Assignment
Give back the full data, unchanged and complete.

Working data
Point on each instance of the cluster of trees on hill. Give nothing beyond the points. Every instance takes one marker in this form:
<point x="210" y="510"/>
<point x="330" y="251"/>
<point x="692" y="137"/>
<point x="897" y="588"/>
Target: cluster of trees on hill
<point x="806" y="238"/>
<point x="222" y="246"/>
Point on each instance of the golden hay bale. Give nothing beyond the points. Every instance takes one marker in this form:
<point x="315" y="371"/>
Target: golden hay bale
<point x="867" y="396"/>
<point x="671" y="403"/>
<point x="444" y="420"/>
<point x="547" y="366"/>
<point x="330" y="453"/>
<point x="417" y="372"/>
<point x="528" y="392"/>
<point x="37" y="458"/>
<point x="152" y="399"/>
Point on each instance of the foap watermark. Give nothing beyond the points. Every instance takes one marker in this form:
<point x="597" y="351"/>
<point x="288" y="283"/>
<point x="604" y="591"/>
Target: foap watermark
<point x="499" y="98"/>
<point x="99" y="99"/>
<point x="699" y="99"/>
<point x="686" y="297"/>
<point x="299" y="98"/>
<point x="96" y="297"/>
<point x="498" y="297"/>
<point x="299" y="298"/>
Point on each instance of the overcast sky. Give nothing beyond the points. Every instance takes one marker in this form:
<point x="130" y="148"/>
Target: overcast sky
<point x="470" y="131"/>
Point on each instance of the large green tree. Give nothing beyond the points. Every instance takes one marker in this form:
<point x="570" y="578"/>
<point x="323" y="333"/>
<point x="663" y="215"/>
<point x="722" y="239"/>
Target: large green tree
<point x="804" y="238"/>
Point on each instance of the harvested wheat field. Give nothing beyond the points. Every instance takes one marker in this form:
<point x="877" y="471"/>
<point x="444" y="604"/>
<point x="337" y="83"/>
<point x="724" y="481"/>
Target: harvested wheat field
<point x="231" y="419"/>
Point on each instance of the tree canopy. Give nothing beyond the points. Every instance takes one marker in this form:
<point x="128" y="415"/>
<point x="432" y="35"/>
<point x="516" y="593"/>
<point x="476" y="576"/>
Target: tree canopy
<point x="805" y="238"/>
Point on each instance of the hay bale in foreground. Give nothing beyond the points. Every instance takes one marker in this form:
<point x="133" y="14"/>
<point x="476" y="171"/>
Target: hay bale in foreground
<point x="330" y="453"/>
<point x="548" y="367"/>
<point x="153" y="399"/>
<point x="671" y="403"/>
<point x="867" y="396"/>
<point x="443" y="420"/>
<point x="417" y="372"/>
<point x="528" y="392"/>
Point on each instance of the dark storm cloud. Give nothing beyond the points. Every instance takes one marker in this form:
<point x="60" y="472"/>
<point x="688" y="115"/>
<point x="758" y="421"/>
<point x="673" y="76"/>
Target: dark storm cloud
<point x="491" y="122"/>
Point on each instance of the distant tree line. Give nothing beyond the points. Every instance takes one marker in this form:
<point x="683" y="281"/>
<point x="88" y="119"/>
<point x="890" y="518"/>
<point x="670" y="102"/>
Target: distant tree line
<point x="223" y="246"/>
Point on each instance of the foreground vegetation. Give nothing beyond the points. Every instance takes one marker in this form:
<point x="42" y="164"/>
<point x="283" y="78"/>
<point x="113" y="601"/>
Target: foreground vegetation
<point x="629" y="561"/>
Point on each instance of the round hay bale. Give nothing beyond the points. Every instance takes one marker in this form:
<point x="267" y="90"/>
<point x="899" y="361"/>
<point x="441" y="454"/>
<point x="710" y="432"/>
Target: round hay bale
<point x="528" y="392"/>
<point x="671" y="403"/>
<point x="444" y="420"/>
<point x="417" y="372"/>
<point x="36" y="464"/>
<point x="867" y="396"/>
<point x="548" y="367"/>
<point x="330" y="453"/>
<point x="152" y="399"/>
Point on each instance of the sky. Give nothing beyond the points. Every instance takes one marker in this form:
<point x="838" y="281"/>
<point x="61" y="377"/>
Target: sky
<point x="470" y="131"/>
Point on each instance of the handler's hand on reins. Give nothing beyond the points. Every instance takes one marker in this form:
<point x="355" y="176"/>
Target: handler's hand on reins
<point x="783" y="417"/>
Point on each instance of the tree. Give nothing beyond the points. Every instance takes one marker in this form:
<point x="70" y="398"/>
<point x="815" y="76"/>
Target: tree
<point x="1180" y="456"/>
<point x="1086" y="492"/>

Exercise solution
Point on each instance of the cluster of trees on hill. Give nothing beyond the points. Every instance takes one marker in this form:
<point x="210" y="510"/>
<point x="330" y="251"/>
<point x="692" y="137"/>
<point x="897" y="588"/>
Target: cluster of trees on hill
<point x="806" y="238"/>
<point x="222" y="246"/>
Point on each instance of the golden hay bale. Give nothing beyond the points. Every instance takes one marker in this form:
<point x="315" y="371"/>
Target: golden hay bale
<point x="867" y="396"/>
<point x="671" y="403"/>
<point x="444" y="420"/>
<point x="547" y="366"/>
<point x="330" y="453"/>
<point x="417" y="372"/>
<point x="528" y="392"/>
<point x="37" y="458"/>
<point x="152" y="399"/>
Point on each instance of the foap watermark. Give nothing beyond the points. Every instance takes one marker in this form:
<point x="597" y="351"/>
<point x="288" y="283"/>
<point x="604" y="591"/>
Target: foap watermark
<point x="499" y="98"/>
<point x="99" y="99"/>
<point x="699" y="99"/>
<point x="686" y="297"/>
<point x="299" y="98"/>
<point x="96" y="297"/>
<point x="498" y="297"/>
<point x="299" y="298"/>
Point on each instance of the overcast sky. Give nothing beyond the points. Every instance takes one marker in this form:
<point x="130" y="148"/>
Target: overcast sky
<point x="470" y="131"/>
Point on each instance of the large green tree. Give nothing beyond the points. Every instance takes one marker in this form:
<point x="570" y="578"/>
<point x="323" y="333"/>
<point x="663" y="215"/>
<point x="722" y="239"/>
Target: large green tree
<point x="804" y="238"/>
Point on each instance of the harvested wheat field. Give nothing beyond the points. Every instance takes one marker in this form:
<point x="877" y="471"/>
<point x="444" y="604"/>
<point x="337" y="83"/>
<point x="724" y="481"/>
Target: harvested wheat field
<point x="231" y="419"/>
Point on each instance of the tree canopy. Give nothing beyond the points. Every instance takes one marker in this form:
<point x="128" y="415"/>
<point x="432" y="35"/>
<point x="516" y="593"/>
<point x="476" y="576"/>
Target: tree canopy
<point x="805" y="238"/>
Point on each instance of the hay bale in foreground. Give nothing beyond the points. Every instance takes one marker in this form:
<point x="133" y="14"/>
<point x="476" y="171"/>
Target: hay bale in foreground
<point x="330" y="453"/>
<point x="548" y="367"/>
<point x="153" y="399"/>
<point x="671" y="403"/>
<point x="867" y="396"/>
<point x="443" y="420"/>
<point x="417" y="372"/>
<point x="528" y="392"/>
Point on each instance of the dark storm cloud. Give nothing beyond the points. Every instance takes one marker in this form:
<point x="60" y="472"/>
<point x="688" y="115"/>
<point x="758" y="421"/>
<point x="673" y="76"/>
Target: dark storm cloud
<point x="491" y="122"/>
Point on each instance of the distant tree line. Give nothing beyond the points. Every instance takes one marker in this form:
<point x="683" y="281"/>
<point x="88" y="119"/>
<point x="890" y="518"/>
<point x="670" y="102"/>
Target: distant tree line
<point x="223" y="246"/>
Point on each instance of the foreground vegetation. Give nothing beyond the points. Every instance takes one marker in this form:
<point x="42" y="164"/>
<point x="283" y="78"/>
<point x="113" y="601"/>
Target: foreground vegetation
<point x="629" y="561"/>
Point on each instance of the round hay bale. Give nothing beyond the points. Every instance takes one marker in this form:
<point x="267" y="90"/>
<point x="899" y="361"/>
<point x="441" y="454"/>
<point x="710" y="432"/>
Target: round hay bale
<point x="528" y="392"/>
<point x="671" y="403"/>
<point x="444" y="420"/>
<point x="417" y="372"/>
<point x="36" y="464"/>
<point x="867" y="396"/>
<point x="548" y="367"/>
<point x="330" y="453"/>
<point x="152" y="399"/>
Point on each instance of the sky. Give nothing beyond the points. Every instance takes one marker in this form:
<point x="838" y="281"/>
<point x="61" y="377"/>
Target: sky
<point x="470" y="131"/>
Point on each instance of the handler's hand on reins. Give nothing beyond the points. Every instance takes one marker in this form:
<point x="355" y="176"/>
Target: handler's hand on reins
<point x="783" y="417"/>
Point on each instance of the tree. Give nothing beyond the points. Every instance takes one marker in this form:
<point x="70" y="398"/>
<point x="815" y="76"/>
Target: tree
<point x="1180" y="456"/>
<point x="1086" y="492"/>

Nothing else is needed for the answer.